[Position identification records]
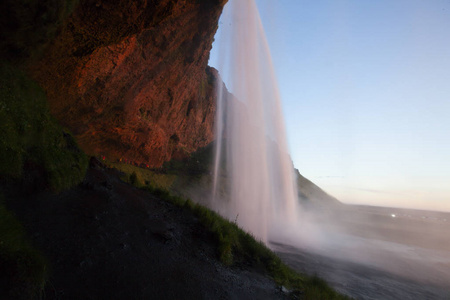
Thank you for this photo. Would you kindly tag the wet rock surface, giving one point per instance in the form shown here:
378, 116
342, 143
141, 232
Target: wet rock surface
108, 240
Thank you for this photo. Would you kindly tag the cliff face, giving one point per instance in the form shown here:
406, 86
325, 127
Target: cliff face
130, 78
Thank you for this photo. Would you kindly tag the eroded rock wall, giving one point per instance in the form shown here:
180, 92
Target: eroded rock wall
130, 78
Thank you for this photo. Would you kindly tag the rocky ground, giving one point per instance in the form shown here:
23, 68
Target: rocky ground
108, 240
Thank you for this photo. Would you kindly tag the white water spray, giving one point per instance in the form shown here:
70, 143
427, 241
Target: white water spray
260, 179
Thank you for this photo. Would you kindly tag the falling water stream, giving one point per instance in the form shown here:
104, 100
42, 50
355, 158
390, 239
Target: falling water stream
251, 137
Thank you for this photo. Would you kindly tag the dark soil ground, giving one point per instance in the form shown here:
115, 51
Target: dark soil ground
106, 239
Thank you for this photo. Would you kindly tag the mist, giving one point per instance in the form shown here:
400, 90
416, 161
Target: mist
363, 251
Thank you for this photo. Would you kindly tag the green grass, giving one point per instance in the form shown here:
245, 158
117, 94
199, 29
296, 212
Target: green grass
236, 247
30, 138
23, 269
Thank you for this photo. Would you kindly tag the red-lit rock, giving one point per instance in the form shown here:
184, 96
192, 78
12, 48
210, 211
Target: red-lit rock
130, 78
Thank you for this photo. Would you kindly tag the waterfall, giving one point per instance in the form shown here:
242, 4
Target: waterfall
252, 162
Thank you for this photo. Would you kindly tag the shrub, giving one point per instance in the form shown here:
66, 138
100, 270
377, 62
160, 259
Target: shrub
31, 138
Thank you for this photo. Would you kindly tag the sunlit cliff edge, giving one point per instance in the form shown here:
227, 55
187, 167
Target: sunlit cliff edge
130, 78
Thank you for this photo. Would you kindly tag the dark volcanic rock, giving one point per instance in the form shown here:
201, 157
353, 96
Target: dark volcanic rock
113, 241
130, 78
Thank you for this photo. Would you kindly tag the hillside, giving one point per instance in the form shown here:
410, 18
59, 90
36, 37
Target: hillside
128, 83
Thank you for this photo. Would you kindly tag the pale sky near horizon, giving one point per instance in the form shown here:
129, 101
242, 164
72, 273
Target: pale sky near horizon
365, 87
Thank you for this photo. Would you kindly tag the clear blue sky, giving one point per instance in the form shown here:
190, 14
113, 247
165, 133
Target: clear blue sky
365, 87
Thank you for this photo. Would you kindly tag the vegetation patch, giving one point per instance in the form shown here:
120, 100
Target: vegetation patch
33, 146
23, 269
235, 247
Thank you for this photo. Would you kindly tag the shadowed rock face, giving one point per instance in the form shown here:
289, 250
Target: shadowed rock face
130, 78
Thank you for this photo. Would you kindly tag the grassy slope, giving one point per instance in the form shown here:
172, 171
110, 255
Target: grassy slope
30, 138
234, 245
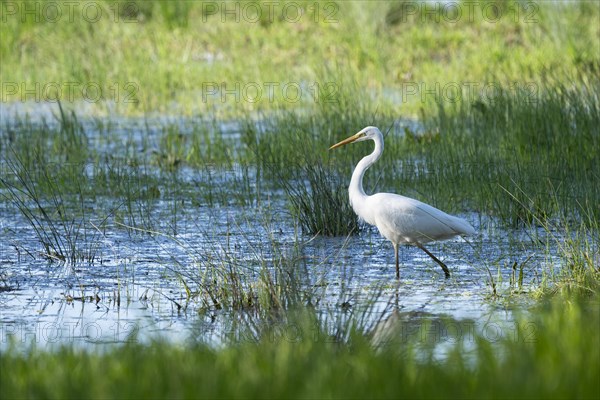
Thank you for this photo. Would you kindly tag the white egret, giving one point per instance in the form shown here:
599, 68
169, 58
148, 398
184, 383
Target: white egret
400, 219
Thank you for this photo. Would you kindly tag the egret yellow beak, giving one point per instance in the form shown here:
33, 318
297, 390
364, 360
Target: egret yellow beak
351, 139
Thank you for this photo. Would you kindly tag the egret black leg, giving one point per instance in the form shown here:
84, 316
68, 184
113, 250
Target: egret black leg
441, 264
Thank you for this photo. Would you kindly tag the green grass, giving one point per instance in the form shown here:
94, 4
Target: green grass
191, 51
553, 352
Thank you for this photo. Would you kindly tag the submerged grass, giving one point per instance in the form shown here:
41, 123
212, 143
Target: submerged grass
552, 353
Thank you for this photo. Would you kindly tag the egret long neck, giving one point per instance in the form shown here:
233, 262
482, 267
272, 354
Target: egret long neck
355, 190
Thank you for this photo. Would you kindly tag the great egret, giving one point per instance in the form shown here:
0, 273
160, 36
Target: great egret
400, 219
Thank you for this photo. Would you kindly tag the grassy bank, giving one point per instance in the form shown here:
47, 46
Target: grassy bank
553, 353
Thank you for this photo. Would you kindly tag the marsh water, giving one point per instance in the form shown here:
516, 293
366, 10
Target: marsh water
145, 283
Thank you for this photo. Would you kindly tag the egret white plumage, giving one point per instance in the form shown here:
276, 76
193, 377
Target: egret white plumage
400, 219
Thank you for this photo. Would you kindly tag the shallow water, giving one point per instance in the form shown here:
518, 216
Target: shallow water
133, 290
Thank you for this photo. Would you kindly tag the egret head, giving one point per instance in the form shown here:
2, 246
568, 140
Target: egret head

* What is asked
Rewrite all of these lines with every "Would you kindly tag" changed to "Please mark", keeping everything else the same. Leave the pictures out.

* Output
Thank you for this photo. Please mark the wet rock surface, giving one point per instance in the form shown here:
378, 116
342, 143
141, 232
Target: wet rock surface
108, 240
Thank you for this photo. Please mark the cliff face, giving one point per instance in the form shown here:
406, 86
325, 127
Target: cliff face
130, 78
Thank you for this photo. Please mark the eroded rock wall, giving one point per instance in the form shown here:
180, 92
Target: eroded rock wall
130, 78
Thank you for this photo. Please mark the rocky ground, giving one point per instance in the form shown here:
23, 68
Target: rocky ground
108, 240
Thank you for this photo. Please mark the white water spray, giving one point per instance in the form shown here:
70, 143
427, 241
Target: white water spray
260, 179
Thank you for this photo. Please mark the falling water stream, giving one point per instance in the form shown here:
104, 100
42, 50
355, 158
390, 239
Target: falling water stream
251, 137
Thank you for this photo. Please mark the dark soil ground, giving one point per instance in the form shown here:
115, 51
Target: dark soil ground
106, 239
Thank you for this photo. Please mark the mist, giving one point per instance in the form shown here:
400, 90
416, 161
Target: mist
363, 251
Thank you for this photo. Please mark the green grass, giving one point per instance in the form shown here:
245, 158
117, 94
199, 29
296, 212
Target: green grass
236, 247
30, 138
23, 269
Thank you for this photo. Please mark the red-lit rock, giving one point per instance in the form shown here:
184, 96
192, 78
12, 48
210, 211
Target: red-lit rock
130, 78
Thank you for this photo. Please mark the waterfall, giving one point per instance in the form shown here:
242, 4
Target: waterfall
252, 162
Thank you for this photo. Please mark the shrub, giving one point per instance in the form shown here:
66, 138
100, 270
377, 62
160, 259
Target: shrub
31, 138
Thank you for this photo. Please mark the sunlit cliff edge, giving one point per instance in the form shown here:
227, 55
187, 167
Target: sunlit cliff edge
130, 78
Thank you for this photo. Please mark the dark volcanic rock, giving one point per instance in the form shown here:
201, 157
353, 96
Target: dark volcanic rock
113, 241
130, 78
Thank you for this photo. Please mark the hillside, giving one point per instance in the form shown here:
410, 18
59, 90
36, 37
Target: hillside
128, 83
Thank you for this photo. Please mark the pale sky near horizon, giving one point per instance in the form shown here:
129, 101
242, 164
72, 273
Target: pale sky near horizon
365, 87
Thank you for this photo. Please mark the clear blue sky, giving one point per instance in the form shown here:
190, 14
113, 247
165, 133
Target: clear blue sky
365, 87
Thank you for this photo. Please mark the vegetation patch, giving one point per instance in the form shown here:
120, 100
Target: vegetation patch
33, 146
23, 269
235, 247
Thank you for this photo. Please mark the shadowed rock face, giving one point per instance in the form shown here:
289, 250
Target: shadowed rock face
130, 78
Thank you for this photo. Please mark the grassy slope, giving one point per instance in the form shown here:
172, 171
110, 255
Target: grassy slope
30, 138
234, 245
Thank you for this photo. Please mark the white egret, giving one point per instance in the form shown here:
599, 68
169, 58
148, 398
184, 383
Target: white egret
400, 219
Thank you for this photo. Please mark the egret yellow beak, giving one point per instance in the form shown here:
33, 318
297, 390
364, 360
Target: egret yellow beak
351, 139
Thank you for this photo. Please mark the egret black leg, giving one point per instance in the form shown here:
84, 316
68, 184
113, 250
Target: egret black leg
441, 264
Thank you for this photo. Please mark the green grass, giving one point per instance in the form shown here:
94, 4
Target: green grass
191, 51
553, 352
Thank you for this photo. Please mark the submerged grass, giving one point per instance in the form shown here:
41, 123
212, 143
Target: submerged grass
552, 353
Thank you for this photo. Please mark the egret long neck, giving one point per instance in the form shown here:
233, 262
482, 267
272, 354
Target: egret long neck
355, 190
Thank you for this photo. Please mark the great egret, giving one point per instance in the form shown here:
0, 273
160, 36
Target: great egret
400, 219
Thank you for this photo. Please mark the grassy bank, giving one point per instance in the form shown here:
47, 46
Target: grassy bank
553, 353
Thank you for this photo. Please mark the marsh water, giving one point per instance in the form shown here:
516, 293
366, 10
Target: marsh water
145, 283
Thank you for this photo. Please mark the egret white plumage, giving one point per instance in the form shown here:
276, 76
193, 377
Target: egret white plumage
400, 219
Thank you for this photo. Please mark the shallow water, giving one point per instance in the form shown here:
518, 216
Target: shallow water
133, 290
Thank you for this photo. Please mark the egret head, giving one point per instance in the form shown here:
2, 246
568, 140
Target: egret head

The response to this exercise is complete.